» Text passage:
Low cost seems to be the main attribute that makes both kayaks and small boats attractive to most people who use them for fishing, so we’ll start by discussing the economics of owning a fishing kayak and a small motorboat.
How much does a good fishing kayak cost?
It’s hard to tell, but since there are dozens of fishing kayaks priced at over $2,500, among which quite a few that cost over $3,000, we conclude that a top of the line fishing kayak costs over $2,500. According to Yaklogic.com, the average price of a pedal driven kayak is around $2,700.
Conclusion? -Fishing kayaks are not cheap.
How much does a small boat cost?
This is truly impossible to tell, due to the huge range of types and models, but a quick look on the Internet would reveal that a 15 ft brand name Jon boat can cost as little as $1,500, and a 14 ft Jon boat can cost less than $1,000. Both sums are for the boat itself with neither a motor nor a trailer.
A popular board-style microskiff for a single person costs less than $2,000 without shipping, and another board-style “skiff” is offered for $3,500. However, some microskiffs cost over $20,000, but arguably, they are too big ticket items to be called small boats.
A small outboard motor costs between one thousand and a few thousand dollars, and a trailer for a small boat costs less than a thousand dollars, so the total cost of a small boat, is still in the same ballpark as the cost of an expensive kayak, especially since the biggest kayaks weigh over 120 lbs, and require a trailer for transportation.
In sum, an expensive fishing kayak can cost the same and more than an inexpensive small boat, and if you need a trailer to transport it, you have the same footprint in your driveway, or your backyard, and this means a similar cost of ownership.
Technically, propulsion is the main difference between kayaks and small fishing boats. Kayaks are essentially human powered, namely paddled or pedaled, while small boats are motorized, and they are hard and sometimes even impossible to propel without a motor. Even the smallest outboard gas engine is many times more powerful than a human being, or a tandem crew, and this fact makes a big difference. Outboard gas motors are more powerful than electric motors too, but in our view, any motor is better than no motor, for a number of reasons that will be discussed here.

» Task list:
• a. Restate word for word the part of the fishing kayak passage from "In sum, an expensive" to "be discussed here.".
• b. Quote the entries from the line with "Locate the man's" to the line with "<point>12,141</point>", both lines included, without changing anything.

» Provided information:
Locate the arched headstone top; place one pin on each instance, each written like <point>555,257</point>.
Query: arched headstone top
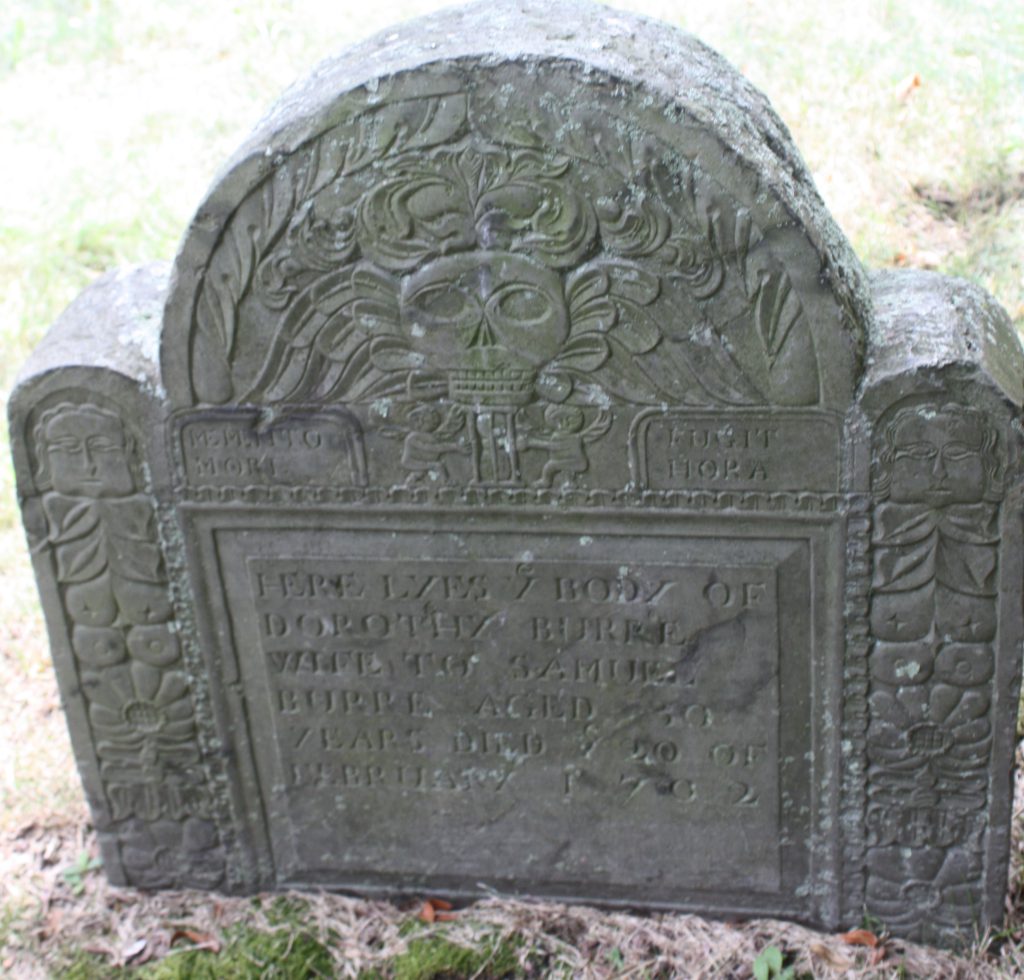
<point>557,204</point>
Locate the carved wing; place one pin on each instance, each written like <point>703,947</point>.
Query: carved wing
<point>339,341</point>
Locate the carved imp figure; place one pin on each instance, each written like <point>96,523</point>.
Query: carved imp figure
<point>565,440</point>
<point>428,441</point>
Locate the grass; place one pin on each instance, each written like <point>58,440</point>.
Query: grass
<point>114,118</point>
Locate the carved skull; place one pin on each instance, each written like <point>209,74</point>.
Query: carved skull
<point>484,310</point>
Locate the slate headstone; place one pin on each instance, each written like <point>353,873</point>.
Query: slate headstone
<point>532,493</point>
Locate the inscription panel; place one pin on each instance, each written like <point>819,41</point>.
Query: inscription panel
<point>583,719</point>
<point>769,451</point>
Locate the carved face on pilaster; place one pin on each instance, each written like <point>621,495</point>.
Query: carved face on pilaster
<point>938,456</point>
<point>86,453</point>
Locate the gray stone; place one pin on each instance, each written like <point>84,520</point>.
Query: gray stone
<point>534,494</point>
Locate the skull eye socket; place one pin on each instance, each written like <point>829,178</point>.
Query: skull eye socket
<point>445,302</point>
<point>520,303</point>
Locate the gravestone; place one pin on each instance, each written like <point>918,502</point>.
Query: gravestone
<point>518,484</point>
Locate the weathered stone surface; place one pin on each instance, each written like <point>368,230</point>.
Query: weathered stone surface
<point>535,494</point>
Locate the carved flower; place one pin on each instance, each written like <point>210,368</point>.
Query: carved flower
<point>929,740</point>
<point>142,718</point>
<point>925,893</point>
<point>166,853</point>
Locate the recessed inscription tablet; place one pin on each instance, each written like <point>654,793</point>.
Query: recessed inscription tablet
<point>577,716</point>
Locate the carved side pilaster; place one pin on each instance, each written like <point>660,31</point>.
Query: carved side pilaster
<point>95,531</point>
<point>937,487</point>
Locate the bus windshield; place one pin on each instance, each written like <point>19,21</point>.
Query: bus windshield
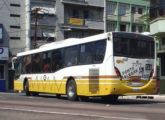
<point>133,48</point>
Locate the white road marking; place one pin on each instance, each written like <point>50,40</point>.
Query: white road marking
<point>73,114</point>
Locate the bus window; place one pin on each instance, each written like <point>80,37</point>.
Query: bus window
<point>86,53</point>
<point>57,60</point>
<point>99,51</point>
<point>46,57</point>
<point>28,64</point>
<point>71,56</point>
<point>36,63</point>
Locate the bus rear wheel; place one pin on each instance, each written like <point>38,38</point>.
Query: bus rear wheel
<point>72,90</point>
<point>26,88</point>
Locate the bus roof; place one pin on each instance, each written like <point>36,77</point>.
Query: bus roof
<point>76,41</point>
<point>64,43</point>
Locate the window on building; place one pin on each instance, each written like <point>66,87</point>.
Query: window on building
<point>111,8</point>
<point>123,9</point>
<point>140,10</point>
<point>2,72</point>
<point>140,28</point>
<point>111,27</point>
<point>122,27</point>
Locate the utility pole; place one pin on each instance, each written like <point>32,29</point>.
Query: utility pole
<point>35,27</point>
<point>28,41</point>
<point>105,16</point>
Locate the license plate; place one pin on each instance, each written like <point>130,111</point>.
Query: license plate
<point>136,89</point>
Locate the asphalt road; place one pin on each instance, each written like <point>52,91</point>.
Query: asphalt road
<point>14,106</point>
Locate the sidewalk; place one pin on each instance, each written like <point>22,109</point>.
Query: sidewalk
<point>160,97</point>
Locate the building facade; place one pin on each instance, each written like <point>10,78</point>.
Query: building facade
<point>42,21</point>
<point>79,18</point>
<point>157,18</point>
<point>127,15</point>
<point>4,45</point>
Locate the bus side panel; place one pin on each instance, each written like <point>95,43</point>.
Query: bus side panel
<point>47,84</point>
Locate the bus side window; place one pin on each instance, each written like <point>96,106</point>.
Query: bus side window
<point>57,60</point>
<point>46,62</point>
<point>28,64</point>
<point>71,56</point>
<point>36,63</point>
<point>99,51</point>
<point>86,53</point>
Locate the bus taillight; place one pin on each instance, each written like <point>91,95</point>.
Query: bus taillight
<point>118,73</point>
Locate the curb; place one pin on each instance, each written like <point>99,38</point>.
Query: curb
<point>150,97</point>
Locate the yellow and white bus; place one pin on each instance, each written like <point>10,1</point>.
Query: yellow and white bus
<point>109,64</point>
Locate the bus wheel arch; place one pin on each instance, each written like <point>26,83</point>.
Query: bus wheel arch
<point>26,87</point>
<point>71,89</point>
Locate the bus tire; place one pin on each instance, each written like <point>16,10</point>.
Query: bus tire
<point>71,90</point>
<point>26,88</point>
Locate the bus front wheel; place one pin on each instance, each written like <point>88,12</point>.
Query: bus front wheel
<point>71,90</point>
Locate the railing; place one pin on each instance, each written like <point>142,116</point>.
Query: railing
<point>74,21</point>
<point>74,1</point>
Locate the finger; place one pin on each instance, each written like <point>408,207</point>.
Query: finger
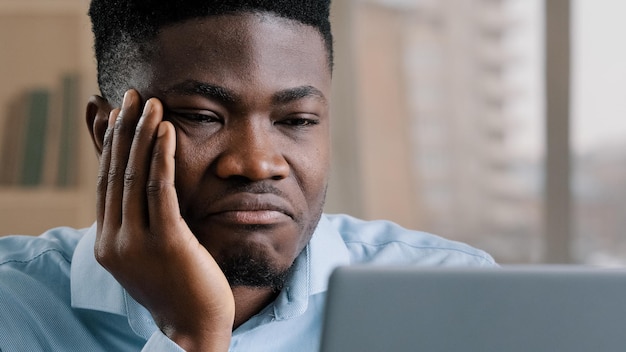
<point>123,133</point>
<point>162,198</point>
<point>103,172</point>
<point>135,206</point>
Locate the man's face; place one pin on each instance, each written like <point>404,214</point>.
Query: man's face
<point>249,98</point>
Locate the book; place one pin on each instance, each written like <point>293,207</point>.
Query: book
<point>34,138</point>
<point>67,173</point>
<point>12,141</point>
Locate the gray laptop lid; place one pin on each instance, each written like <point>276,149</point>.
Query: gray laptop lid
<point>510,309</point>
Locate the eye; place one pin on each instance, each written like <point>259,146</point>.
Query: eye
<point>202,116</point>
<point>299,121</point>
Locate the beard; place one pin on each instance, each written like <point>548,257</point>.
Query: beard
<point>253,269</point>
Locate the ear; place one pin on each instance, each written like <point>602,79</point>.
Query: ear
<point>97,117</point>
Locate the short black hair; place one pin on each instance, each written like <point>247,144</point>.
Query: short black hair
<point>123,28</point>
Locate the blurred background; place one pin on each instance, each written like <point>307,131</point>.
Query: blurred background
<point>500,123</point>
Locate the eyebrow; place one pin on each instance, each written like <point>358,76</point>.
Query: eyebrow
<point>292,94</point>
<point>227,96</point>
<point>207,90</point>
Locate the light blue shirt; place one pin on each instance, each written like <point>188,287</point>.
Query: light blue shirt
<point>54,296</point>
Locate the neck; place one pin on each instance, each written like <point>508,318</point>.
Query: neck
<point>250,301</point>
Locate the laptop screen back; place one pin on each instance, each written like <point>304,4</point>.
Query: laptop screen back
<point>514,309</point>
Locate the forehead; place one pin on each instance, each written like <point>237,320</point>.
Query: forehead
<point>241,49</point>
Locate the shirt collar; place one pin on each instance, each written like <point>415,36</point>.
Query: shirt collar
<point>312,268</point>
<point>94,288</point>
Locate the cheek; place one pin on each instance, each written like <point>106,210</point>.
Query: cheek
<point>313,172</point>
<point>192,160</point>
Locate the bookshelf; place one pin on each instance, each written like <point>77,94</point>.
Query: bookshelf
<point>41,43</point>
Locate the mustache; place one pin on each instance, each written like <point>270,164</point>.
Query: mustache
<point>234,187</point>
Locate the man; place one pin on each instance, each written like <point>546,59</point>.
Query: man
<point>213,139</point>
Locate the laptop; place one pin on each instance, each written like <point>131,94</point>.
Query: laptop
<point>508,309</point>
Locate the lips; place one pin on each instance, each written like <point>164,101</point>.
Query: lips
<point>250,209</point>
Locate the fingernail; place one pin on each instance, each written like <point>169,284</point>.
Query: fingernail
<point>127,102</point>
<point>148,108</point>
<point>162,129</point>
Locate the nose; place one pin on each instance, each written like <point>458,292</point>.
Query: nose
<point>252,152</point>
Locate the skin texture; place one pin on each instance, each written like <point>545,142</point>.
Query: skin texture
<point>226,162</point>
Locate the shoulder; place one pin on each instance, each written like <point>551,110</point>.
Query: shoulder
<point>58,243</point>
<point>386,242</point>
<point>29,263</point>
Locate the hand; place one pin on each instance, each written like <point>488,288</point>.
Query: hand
<point>142,239</point>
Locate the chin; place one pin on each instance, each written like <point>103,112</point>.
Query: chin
<point>253,267</point>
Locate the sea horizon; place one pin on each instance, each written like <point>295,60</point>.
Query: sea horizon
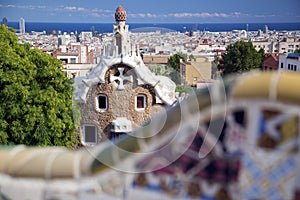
<point>106,27</point>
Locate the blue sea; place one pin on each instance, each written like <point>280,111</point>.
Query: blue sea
<point>142,27</point>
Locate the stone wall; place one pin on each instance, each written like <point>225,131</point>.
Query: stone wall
<point>121,103</point>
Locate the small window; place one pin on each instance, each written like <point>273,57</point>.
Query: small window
<point>140,102</point>
<point>89,134</point>
<point>101,102</point>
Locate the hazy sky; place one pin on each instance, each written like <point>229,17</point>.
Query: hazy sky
<point>153,11</point>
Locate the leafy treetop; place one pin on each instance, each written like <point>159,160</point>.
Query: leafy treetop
<point>241,57</point>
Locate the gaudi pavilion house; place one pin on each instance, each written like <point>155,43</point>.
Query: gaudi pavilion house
<point>120,93</point>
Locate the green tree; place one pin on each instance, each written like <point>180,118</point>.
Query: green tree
<point>35,96</point>
<point>240,57</point>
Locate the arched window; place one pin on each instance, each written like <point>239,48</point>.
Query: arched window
<point>101,103</point>
<point>140,102</point>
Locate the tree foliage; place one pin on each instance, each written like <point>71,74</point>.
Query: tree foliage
<point>241,57</point>
<point>35,96</point>
<point>174,61</point>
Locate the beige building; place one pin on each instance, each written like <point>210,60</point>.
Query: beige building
<point>198,71</point>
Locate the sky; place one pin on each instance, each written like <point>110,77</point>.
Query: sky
<point>152,11</point>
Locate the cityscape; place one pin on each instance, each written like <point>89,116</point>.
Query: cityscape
<point>151,112</point>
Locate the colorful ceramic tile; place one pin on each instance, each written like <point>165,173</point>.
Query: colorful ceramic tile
<point>268,174</point>
<point>278,130</point>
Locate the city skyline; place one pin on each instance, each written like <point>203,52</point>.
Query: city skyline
<point>167,11</point>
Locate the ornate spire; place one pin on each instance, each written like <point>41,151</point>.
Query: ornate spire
<point>120,14</point>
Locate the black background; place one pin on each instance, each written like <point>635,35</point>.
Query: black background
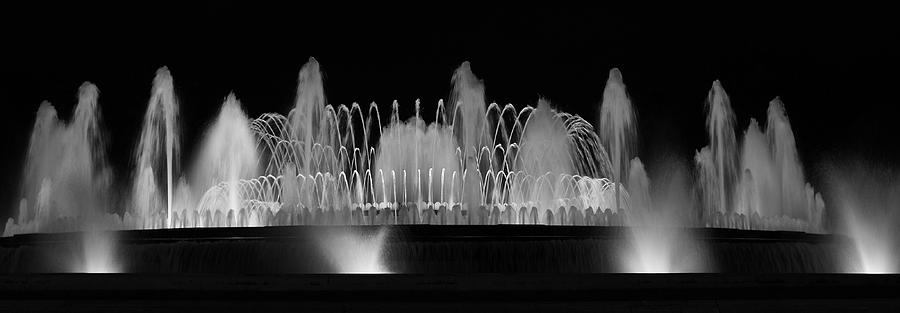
<point>835,68</point>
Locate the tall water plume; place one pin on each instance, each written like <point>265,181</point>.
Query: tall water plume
<point>717,163</point>
<point>66,175</point>
<point>617,127</point>
<point>544,154</point>
<point>228,155</point>
<point>157,153</point>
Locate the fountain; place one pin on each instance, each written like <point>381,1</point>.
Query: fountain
<point>257,182</point>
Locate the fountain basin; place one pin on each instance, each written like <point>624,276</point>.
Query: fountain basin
<point>459,249</point>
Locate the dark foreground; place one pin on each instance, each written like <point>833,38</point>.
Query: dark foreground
<point>450,293</point>
<point>426,249</point>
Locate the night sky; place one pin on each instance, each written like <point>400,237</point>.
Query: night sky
<point>834,68</point>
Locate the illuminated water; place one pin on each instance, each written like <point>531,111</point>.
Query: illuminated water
<point>466,161</point>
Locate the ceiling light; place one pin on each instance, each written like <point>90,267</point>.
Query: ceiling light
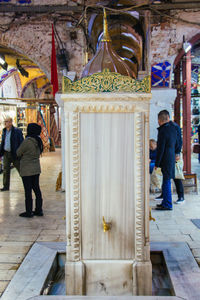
<point>21,69</point>
<point>186,45</point>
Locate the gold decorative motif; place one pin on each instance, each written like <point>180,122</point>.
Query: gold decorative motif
<point>107,81</point>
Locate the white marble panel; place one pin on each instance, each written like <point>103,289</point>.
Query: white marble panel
<point>107,184</point>
<point>109,278</point>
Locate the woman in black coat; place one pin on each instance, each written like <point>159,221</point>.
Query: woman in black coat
<point>167,145</point>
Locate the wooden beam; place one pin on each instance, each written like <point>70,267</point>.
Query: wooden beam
<point>31,100</point>
<point>64,9</point>
<point>39,9</point>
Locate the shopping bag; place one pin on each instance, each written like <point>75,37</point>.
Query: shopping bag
<point>196,148</point>
<point>156,178</point>
<point>179,169</point>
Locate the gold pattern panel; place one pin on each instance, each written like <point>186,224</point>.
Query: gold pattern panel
<point>107,81</point>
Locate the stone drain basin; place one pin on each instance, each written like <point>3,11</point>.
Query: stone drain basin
<point>175,273</point>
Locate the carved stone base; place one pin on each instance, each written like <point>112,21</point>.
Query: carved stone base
<point>102,277</point>
<point>143,272</point>
<point>75,278</point>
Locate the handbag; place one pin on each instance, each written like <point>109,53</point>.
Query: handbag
<point>196,148</point>
<point>157,178</point>
<point>179,169</point>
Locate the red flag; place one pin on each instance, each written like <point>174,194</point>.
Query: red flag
<point>54,75</point>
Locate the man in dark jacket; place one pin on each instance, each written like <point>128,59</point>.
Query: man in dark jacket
<point>178,182</point>
<point>11,139</point>
<point>167,146</point>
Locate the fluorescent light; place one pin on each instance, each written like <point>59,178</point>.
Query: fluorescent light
<point>187,46</point>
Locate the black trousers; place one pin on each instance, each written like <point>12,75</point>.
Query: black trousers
<point>179,188</point>
<point>7,160</point>
<point>32,183</point>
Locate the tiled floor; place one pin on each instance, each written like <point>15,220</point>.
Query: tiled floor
<point>18,234</point>
<point>176,225</point>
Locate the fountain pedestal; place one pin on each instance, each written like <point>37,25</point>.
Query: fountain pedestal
<point>107,187</point>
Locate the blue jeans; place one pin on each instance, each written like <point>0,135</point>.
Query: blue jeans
<point>167,193</point>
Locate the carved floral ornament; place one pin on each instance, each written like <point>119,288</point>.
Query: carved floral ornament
<point>107,81</point>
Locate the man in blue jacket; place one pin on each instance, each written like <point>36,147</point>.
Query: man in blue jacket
<point>167,146</point>
<point>12,137</point>
<point>178,182</point>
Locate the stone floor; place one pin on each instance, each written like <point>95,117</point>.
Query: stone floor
<point>18,234</point>
<point>176,225</point>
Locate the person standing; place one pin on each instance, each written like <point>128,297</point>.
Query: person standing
<point>178,182</point>
<point>11,139</point>
<point>167,146</point>
<point>29,153</point>
<point>152,154</point>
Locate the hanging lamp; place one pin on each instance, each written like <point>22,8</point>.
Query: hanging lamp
<point>106,57</point>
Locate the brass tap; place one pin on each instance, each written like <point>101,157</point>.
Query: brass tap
<point>150,216</point>
<point>106,225</point>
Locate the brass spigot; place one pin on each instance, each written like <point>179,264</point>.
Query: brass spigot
<point>106,225</point>
<point>150,216</point>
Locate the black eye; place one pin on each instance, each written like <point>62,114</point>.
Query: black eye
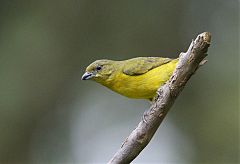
<point>98,67</point>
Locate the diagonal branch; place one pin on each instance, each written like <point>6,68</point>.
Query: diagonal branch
<point>188,63</point>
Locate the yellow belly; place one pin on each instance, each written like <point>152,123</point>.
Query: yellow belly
<point>143,86</point>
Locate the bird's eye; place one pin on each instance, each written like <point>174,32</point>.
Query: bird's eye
<point>98,67</point>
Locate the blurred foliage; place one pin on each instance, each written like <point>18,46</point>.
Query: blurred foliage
<point>48,115</point>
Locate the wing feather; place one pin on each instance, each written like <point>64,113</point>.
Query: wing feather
<point>141,65</point>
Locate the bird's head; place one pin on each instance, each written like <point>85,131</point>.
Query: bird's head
<point>99,70</point>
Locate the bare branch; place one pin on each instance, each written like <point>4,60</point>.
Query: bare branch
<point>188,63</point>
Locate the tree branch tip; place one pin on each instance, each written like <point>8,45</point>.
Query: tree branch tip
<point>206,37</point>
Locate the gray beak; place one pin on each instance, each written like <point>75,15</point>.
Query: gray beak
<point>87,75</point>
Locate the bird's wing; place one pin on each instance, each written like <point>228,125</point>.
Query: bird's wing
<point>141,65</point>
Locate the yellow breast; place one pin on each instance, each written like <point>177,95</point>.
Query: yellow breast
<point>142,86</point>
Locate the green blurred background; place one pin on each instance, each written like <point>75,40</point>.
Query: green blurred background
<point>48,115</point>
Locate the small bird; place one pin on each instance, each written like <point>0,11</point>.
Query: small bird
<point>137,78</point>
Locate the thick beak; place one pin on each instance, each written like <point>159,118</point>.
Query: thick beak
<point>87,75</point>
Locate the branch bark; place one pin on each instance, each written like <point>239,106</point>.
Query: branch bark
<point>188,63</point>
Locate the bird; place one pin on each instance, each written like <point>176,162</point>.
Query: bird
<point>137,78</point>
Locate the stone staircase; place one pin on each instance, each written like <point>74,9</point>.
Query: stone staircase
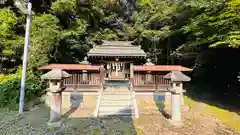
<point>116,100</point>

» Solved tasks:
• a.
In sum, an expensive fishing kayak can cost the same and more than an inexpensive small boat, and if you need a trailer to transport it, you have the same footprint in your driveway, or your backyard, and this means a similar cost of ownership.
Technically, propulsion is the main difference between kayaks and small fishing boats. Kayaks are essentially human powered, namely paddled or pedaled, while small boats are motorized, and they are hard and sometimes even impossible to propel without a motor. Even the smallest outboard gas engine is many times more powerful than a human being, or a tandem crew, and this fact makes a big difference. Outboard gas motors are more powerful than electric motors too, but in our view, any motor is better than no motor, for a number of reasons that will be discussed here.

• b.
Locate the man's face; place one pin on each instance, each written like <point>404,214</point>.
Query: man's face
<point>249,98</point>
Locate the book; place one pin on each instance, each written like <point>293,207</point>.
Query: book
<point>34,138</point>
<point>67,173</point>
<point>12,141</point>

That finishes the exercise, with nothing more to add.